- Task to complete: Determine how many lines in the items below contain the string "plank", with case counting. State only the number.

- Entries supplied:

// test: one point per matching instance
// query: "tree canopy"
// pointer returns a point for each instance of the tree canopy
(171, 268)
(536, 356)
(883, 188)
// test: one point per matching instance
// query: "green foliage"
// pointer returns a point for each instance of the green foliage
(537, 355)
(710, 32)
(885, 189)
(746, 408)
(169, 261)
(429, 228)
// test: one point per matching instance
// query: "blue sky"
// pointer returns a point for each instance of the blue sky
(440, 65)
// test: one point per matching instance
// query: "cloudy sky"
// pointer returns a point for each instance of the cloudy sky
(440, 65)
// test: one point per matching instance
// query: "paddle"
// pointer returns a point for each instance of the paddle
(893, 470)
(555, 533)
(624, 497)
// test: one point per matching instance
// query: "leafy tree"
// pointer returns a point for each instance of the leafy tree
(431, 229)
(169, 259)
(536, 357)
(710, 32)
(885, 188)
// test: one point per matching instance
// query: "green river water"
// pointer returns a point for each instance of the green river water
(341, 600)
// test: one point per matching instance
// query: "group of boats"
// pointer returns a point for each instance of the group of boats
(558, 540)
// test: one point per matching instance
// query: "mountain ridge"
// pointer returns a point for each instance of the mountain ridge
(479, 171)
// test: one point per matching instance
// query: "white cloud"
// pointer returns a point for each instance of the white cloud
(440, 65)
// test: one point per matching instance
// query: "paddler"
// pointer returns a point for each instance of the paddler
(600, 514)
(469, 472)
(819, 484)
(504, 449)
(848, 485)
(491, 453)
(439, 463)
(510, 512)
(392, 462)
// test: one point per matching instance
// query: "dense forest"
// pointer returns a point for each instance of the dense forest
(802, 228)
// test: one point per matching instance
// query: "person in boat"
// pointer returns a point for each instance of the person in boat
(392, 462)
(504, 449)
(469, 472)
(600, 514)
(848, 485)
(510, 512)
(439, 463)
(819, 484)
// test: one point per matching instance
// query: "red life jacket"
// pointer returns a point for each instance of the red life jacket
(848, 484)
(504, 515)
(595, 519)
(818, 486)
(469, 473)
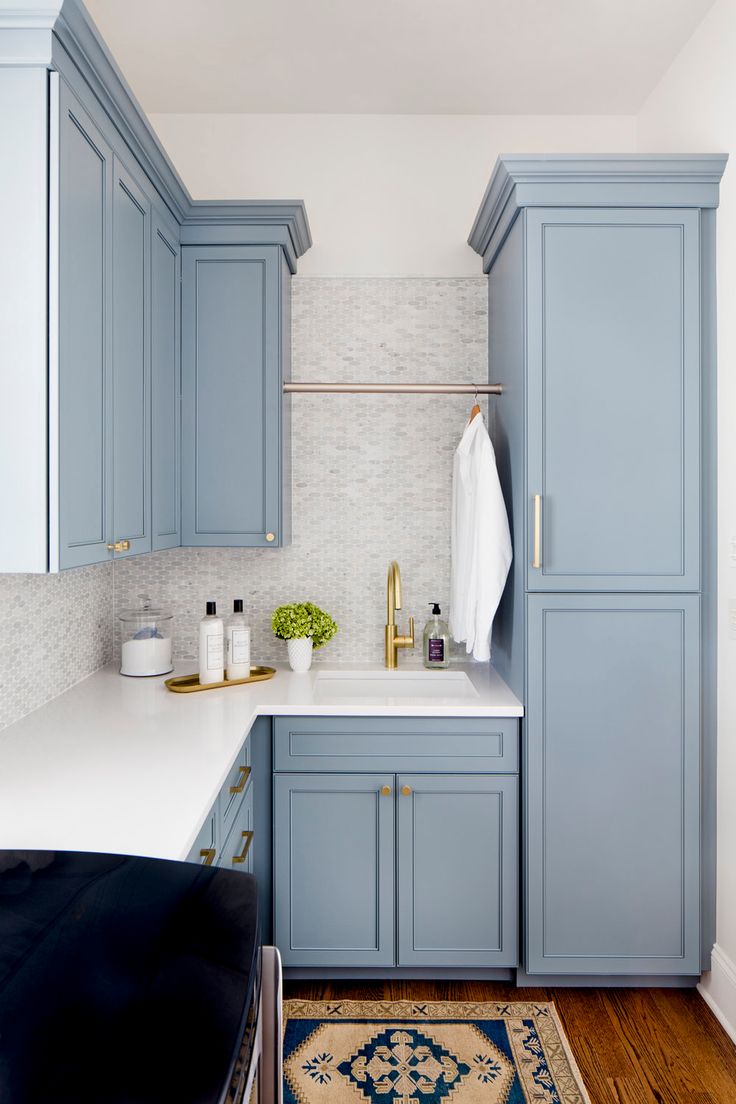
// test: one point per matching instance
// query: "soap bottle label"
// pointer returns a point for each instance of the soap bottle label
(214, 651)
(238, 646)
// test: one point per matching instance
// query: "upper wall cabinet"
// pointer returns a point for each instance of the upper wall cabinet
(614, 332)
(166, 382)
(93, 224)
(232, 374)
(81, 360)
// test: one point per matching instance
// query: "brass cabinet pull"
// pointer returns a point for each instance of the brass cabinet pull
(536, 562)
(247, 837)
(245, 774)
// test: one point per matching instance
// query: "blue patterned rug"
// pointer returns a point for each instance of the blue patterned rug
(407, 1052)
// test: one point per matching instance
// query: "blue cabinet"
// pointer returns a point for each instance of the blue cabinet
(81, 446)
(131, 363)
(232, 378)
(166, 383)
(614, 330)
(601, 331)
(457, 878)
(612, 784)
(414, 870)
(103, 370)
(91, 456)
(333, 869)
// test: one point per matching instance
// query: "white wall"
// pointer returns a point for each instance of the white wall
(385, 194)
(694, 108)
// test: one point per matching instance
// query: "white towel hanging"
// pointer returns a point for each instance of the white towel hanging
(481, 541)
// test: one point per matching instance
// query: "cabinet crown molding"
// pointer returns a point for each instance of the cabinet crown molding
(62, 35)
(622, 180)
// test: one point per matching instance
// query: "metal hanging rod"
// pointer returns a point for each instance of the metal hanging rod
(393, 389)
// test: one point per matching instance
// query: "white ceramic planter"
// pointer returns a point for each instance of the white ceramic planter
(300, 654)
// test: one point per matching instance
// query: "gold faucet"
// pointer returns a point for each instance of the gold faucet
(393, 603)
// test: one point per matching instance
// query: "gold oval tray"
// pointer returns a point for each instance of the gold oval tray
(190, 683)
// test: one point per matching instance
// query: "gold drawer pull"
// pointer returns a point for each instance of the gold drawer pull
(245, 774)
(536, 562)
(247, 836)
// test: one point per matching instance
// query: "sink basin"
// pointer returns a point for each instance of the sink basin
(407, 686)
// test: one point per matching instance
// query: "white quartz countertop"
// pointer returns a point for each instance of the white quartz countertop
(124, 765)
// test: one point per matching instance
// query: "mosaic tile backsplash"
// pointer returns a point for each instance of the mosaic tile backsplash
(371, 474)
(54, 630)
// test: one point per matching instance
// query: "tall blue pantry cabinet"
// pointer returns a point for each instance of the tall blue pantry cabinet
(601, 329)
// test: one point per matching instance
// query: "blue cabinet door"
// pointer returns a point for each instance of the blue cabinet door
(612, 785)
(231, 395)
(166, 383)
(458, 860)
(614, 336)
(81, 437)
(131, 364)
(333, 869)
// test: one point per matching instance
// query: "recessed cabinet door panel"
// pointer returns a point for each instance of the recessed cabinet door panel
(232, 396)
(458, 857)
(333, 869)
(166, 384)
(612, 785)
(84, 445)
(131, 362)
(614, 399)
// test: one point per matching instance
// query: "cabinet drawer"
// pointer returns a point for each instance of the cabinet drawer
(234, 788)
(362, 743)
(204, 848)
(236, 852)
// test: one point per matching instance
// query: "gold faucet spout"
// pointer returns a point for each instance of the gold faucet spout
(393, 640)
(393, 592)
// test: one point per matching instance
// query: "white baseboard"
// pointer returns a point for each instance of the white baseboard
(717, 988)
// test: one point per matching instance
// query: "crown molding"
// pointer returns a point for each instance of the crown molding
(592, 180)
(62, 35)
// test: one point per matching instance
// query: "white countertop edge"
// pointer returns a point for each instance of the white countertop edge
(123, 765)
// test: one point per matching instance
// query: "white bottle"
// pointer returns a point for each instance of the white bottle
(237, 644)
(212, 647)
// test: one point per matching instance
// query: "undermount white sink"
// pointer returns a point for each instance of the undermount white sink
(417, 685)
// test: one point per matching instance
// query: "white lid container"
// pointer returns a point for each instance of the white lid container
(146, 635)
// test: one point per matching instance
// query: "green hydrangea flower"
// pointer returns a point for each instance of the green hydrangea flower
(304, 618)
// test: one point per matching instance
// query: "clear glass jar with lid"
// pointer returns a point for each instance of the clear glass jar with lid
(146, 635)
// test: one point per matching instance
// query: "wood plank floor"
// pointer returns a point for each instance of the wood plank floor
(632, 1046)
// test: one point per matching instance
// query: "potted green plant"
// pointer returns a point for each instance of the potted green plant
(304, 626)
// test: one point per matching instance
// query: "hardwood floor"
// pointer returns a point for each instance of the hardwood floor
(632, 1046)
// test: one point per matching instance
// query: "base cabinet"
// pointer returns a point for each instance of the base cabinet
(395, 870)
(457, 881)
(333, 869)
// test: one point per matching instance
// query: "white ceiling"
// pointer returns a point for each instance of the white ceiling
(395, 56)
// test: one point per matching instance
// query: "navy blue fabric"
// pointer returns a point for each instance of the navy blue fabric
(123, 980)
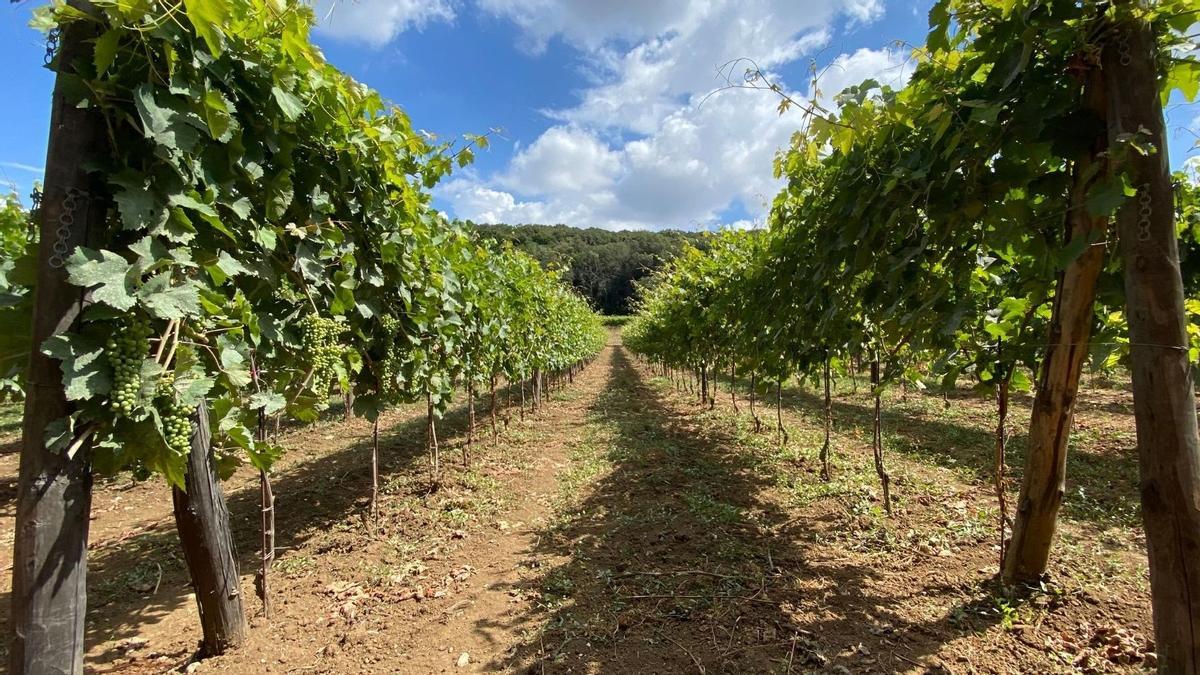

- Response for this exercise: 2